EXERCISE INSTRUCTIONS:
a. Reproduce the passage on Cochran-Mantel-Haenszel tests from "The nonparametric (NP)" up to and including "the CMH methodology.".
b. Summarize the passage on Cochran-Mantel-Haenszel tests in two sentences.
c. Extend the passage on Cochran-Mantel-Haenszel tests beyond its final sentence.

TEXT EXTRACT:
The Cochran-Mantel-Haenszel (CMH) tests are a suite of four nonparametric (NP) tests used to test the null hypothesis of no association against various alternatives. They are applicable when several treatments are applied on several independent strata, or blocks. Every treatment is applied on every stratum. The responses are categorical, and so are recorded as counts. Two of the tests require scores, and so are called ordinal tests; the two that don't are called nominal tests. Ranks, or if observations are not distinct then mid-ranks, are often used as category scores. However, there are many other options, such as the class midpoints if the data are real-valued and continuous. Often 'natural' scores are convenient: just score the categories 1, 2, ..
From time to time in the material following we will refer to the CMH design, meaning that categorical responses are recorded for a number of treatments applied to a number of independent strata or blocks. The simplest CMH designs are arguably the completely randomised design (CRD) and the randomised block design (RBD). The methods do not directly apply to the balanced incomplete block design (BIBD) and the Latin square design (LSD). Both of these have, in a sense, missing observations.
One reason why the CMH tests are important is they provide a third option for the two simplest designs: the CRD and the RBD. For the CRD if the data are consistent with certain assumptions the parametric one-way ANOVA test is available. If these assumptions aren't satisfied then the Kruskal-Wallis rank test is often applicable. If the responses are categorical then the CMH tests may be used. Similarly for the RBD the options of most interest are the parametric two-way ANOVA test, the Friedman rank test, and the CMH tests.
Where possible we seek to give analyses that will prove to be as accessible as possible. The nominal tests are simply related to what are often called chi-squared tests, but we prefer to call them Pearson tests. These are well-understood and often available in 'click-and-point packages' such as JMP, and are on call in 1. The Pearson tests are natural alternatives to the nominal CMH tests. We give a simple expression for the CMH correlation test. This expression involves familiar sums of squares and gives useful additional information as a corollary. For the CRD and the RBD we give simple expressions for the other CMH ordinal test, the CMH mean scores test.
This simplicity means that some analyses that can be done by hand, meaning pencil and paper. Some are better suited to 'click-and-point' packages such as JMP. Otherwise analyses are best done by computer packages.
In summary the CMH tests are nonparametric tests for categorical response data. The applicable designs include, but are not limited to, the CRD and the RBD. These designs are of fundamental importance in many areas of application.
The nonparametric (NP) ANOVA tests are competitor tests for the ordinal CMH tests. They apply to data sets for which a fixed effects ANOVA is an appropriate analysis. These tests involve transforming the responses, and possibly, if treatments are ordered, the ordered treatment scores as well, both using orthonormal polynomials. The ANOVA is then applied to the transformed data of given degree. The resulting analysis permits testing univariate treatment effects and bivariate treatment effects. Under weak assumptions tests of different degrees do not affect each other. The NP ANOVA methodology is available more generally than the CMH methodology.
1.2 Outline
A fundamental aim of this book is to introduce users of statistics to new methods in CMH and related testing. Before discussing the new CMH methods, it is necessary to give the old, or basic methods. This will be done in Chapter 2.

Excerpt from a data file
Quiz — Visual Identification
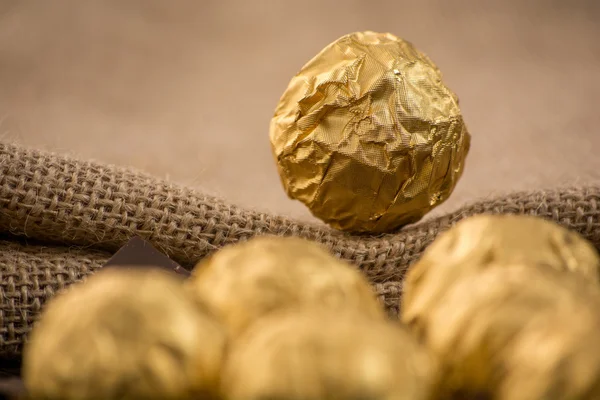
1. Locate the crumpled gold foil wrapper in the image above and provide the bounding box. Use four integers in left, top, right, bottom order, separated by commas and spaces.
222, 309, 436, 400
423, 263, 600, 400
23, 267, 227, 400
270, 32, 470, 233
401, 215, 600, 330
186, 236, 386, 338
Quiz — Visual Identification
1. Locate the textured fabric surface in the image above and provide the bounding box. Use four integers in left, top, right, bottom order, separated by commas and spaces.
0, 240, 400, 360
0, 240, 109, 357
0, 144, 600, 355
0, 0, 600, 222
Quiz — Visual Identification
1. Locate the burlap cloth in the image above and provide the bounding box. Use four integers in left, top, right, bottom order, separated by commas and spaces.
0, 144, 600, 359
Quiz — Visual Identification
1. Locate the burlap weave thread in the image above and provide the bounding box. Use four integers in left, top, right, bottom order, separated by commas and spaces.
0, 144, 600, 356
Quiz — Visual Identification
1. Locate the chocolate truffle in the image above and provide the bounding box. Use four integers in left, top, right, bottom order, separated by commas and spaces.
270, 31, 470, 233
222, 308, 435, 400
23, 267, 226, 400
401, 215, 600, 329
422, 264, 600, 400
187, 236, 385, 337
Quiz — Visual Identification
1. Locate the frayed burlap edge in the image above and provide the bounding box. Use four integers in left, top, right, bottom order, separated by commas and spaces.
0, 144, 600, 355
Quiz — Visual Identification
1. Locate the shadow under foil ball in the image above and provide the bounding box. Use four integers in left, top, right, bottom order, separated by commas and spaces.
23, 268, 226, 400
223, 308, 435, 400
270, 32, 470, 233
186, 236, 385, 337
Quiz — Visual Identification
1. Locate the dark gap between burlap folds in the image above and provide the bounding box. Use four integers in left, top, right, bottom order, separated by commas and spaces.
0, 144, 600, 358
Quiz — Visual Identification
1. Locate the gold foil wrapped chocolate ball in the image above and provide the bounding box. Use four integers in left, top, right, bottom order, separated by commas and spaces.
423, 264, 600, 400
23, 268, 226, 400
401, 215, 600, 329
187, 236, 385, 337
270, 32, 470, 232
222, 309, 435, 400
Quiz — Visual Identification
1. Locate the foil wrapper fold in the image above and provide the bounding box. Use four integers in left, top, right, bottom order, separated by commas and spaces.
270, 32, 470, 233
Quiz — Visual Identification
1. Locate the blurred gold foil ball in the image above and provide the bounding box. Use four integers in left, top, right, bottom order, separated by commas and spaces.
401, 215, 600, 329
187, 236, 385, 337
222, 309, 435, 400
270, 31, 470, 232
423, 264, 600, 400
23, 268, 226, 400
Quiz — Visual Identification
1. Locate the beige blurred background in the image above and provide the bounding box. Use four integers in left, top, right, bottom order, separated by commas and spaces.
0, 0, 600, 223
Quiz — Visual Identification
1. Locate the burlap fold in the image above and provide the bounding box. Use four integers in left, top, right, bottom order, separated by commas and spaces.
0, 144, 600, 355
0, 144, 600, 282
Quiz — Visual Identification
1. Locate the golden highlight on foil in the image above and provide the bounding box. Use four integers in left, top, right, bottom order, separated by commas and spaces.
270, 32, 470, 232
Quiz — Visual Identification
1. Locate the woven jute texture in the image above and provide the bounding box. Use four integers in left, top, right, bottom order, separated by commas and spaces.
0, 144, 600, 355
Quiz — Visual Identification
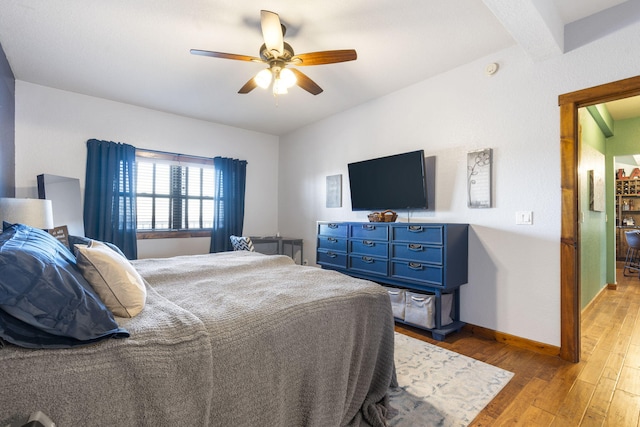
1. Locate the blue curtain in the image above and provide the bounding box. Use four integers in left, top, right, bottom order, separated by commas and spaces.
84, 139, 138, 259
209, 157, 247, 252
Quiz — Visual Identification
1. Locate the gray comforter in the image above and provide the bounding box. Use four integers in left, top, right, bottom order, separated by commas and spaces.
0, 252, 393, 427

TASK ANSWERS:
a.
The nonparametric (NP) ANOVA tests are competitor tests for the ordinal CMH tests. They apply to data sets for which a fixed effects ANOVA is an appropriate analysis. These tests involve transforming the responses, and possibly, if treatments are ordered, the ordered treatment scores as well, both using orthonormal polynomials. The ANOVA is then applied to the transformed data of given degree. The resulting analysis permits testing univariate treatment effects and bivariate treatment effects. Under weak assumptions tests of different degrees do not affect each other. The NP ANOVA methodology is available more generally than the CMH methodology.

b. The Cochran-Mantel-Haenszel tests are four nonparametric tests of the null hypothesis of no association for categorical responses when every treatment is applied to each of several independent strata. Two of them are ordinal tests that require scores and two are nominal tests that do not, and together they offer a third option, alongside parametric ANOVA and rank tests, for the completely randomized design and the randomized block design.

c.
This is followed by a discussion of the CMH tests in the CRD and RBD. This will introduce the Kruskal-Wallis and Friedman tests that can be shown to be CMH tests. Although CMH methods are not directly applicable to the BIBD and the LSD, consideration will subsequently also be given to these designs.
Data for the traditional CMH tests are given as tables of counts. Inference assumes that all marginal totals in such a table is known before the data are collected. This is conditional inference, inference conditional on these quantities being known. There are dual methods for which the marginals are not known. This is unconditional inference. Confusion can arise from a lack of clarity as to whether a particular test is conditional or not.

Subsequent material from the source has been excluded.